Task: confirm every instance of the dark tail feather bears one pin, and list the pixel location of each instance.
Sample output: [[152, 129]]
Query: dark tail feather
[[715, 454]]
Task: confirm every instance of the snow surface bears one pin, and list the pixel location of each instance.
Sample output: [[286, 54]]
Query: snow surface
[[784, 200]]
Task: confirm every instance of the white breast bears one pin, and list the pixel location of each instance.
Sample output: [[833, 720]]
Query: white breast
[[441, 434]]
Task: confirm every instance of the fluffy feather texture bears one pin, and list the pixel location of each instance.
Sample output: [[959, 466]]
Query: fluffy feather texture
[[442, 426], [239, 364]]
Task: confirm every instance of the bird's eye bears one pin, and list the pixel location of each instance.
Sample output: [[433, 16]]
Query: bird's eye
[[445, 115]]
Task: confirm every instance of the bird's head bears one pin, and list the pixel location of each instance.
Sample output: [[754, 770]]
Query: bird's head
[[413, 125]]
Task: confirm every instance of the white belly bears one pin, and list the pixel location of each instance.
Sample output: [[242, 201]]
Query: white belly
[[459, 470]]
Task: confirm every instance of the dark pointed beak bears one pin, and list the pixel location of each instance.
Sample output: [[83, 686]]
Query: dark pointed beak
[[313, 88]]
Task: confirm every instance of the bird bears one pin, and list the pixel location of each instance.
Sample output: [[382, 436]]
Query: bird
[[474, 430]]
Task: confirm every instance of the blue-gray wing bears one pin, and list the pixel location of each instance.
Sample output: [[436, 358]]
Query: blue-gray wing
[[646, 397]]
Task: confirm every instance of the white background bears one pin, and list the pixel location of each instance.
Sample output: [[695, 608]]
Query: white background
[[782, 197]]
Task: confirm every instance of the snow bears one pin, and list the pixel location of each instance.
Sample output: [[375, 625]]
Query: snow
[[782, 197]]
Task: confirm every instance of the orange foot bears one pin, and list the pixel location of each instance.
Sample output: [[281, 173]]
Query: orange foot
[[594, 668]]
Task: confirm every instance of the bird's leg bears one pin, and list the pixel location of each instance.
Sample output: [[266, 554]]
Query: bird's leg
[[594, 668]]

________________________________________

## GIVEN TASK
Reproduce all of the entries above word for word, line by line.

## OUTPUT
Task: confirm every instance of the dark tail feather bears one pin, and list the pixel location of each instance.
Sample output: [[152, 129]]
Query: dark tail feather
[[715, 454]]
Task: confirm every instance of the snow surface bears one pin, and list the pixel location of each instance.
Sample output: [[286, 54]]
Query: snow surface
[[784, 200]]
Task: confirm every instance of the white breast bears one pin, and list the pixel location of each instance.
Sample output: [[833, 720]]
Query: white breast
[[441, 434]]
Task: confirm every instance of the fluffy feather texture bears one pin, and list the pixel location of each instance.
Sample output: [[959, 466]]
Query: fluffy feather texture
[[442, 426], [239, 364]]
Task: confirm every instance of the bird's eye bears one pin, and list the pixel location of each instance.
Sample output: [[433, 16]]
Query: bird's eye
[[445, 115]]
Task: confirm every instance of the bird's head bears one pin, and list the pixel location of each instance.
Sample output: [[754, 770]]
Query: bird's head
[[413, 125]]
Task: confirm every instance of the white belly bears one pin, and list the pixel location of each instance.
Sample output: [[242, 201]]
Query: white belly
[[459, 470]]
Task: confirm every instance of the dark pointed beak bears one pin, and list the pixel location of each instance.
Sample output: [[83, 686]]
Query: dark pointed beak
[[313, 88]]
Task: confirm every instance of the bird bears one pin, and list the pixel location of each instance.
Sample output: [[382, 436]]
Query: bird
[[474, 430]]
Task: confirm every instance of the blue-gray wing bears one pin, and list the pixel location of each instance.
Sample output: [[436, 358]]
Query: blue-gray wing
[[646, 397]]
Task: confirm every instance of the white background bears one pin, and list the pixel location of each instance.
Sample output: [[695, 608]]
Query: white background
[[782, 197]]
Task: confirm every instance of the snow bears one pin, and list the pixel location of each instance.
Sample output: [[375, 625]]
Query: snow
[[782, 197]]
Task: confirm every instance of the orange foot bears one pin, and list the pixel location of each instance.
Sample output: [[281, 173]]
Query: orange foot
[[594, 668]]
Task: confirm every instance of the bird's leg bears one pin, and list the pixel location of each instance.
Sample output: [[266, 554]]
Query: bird's leg
[[594, 668]]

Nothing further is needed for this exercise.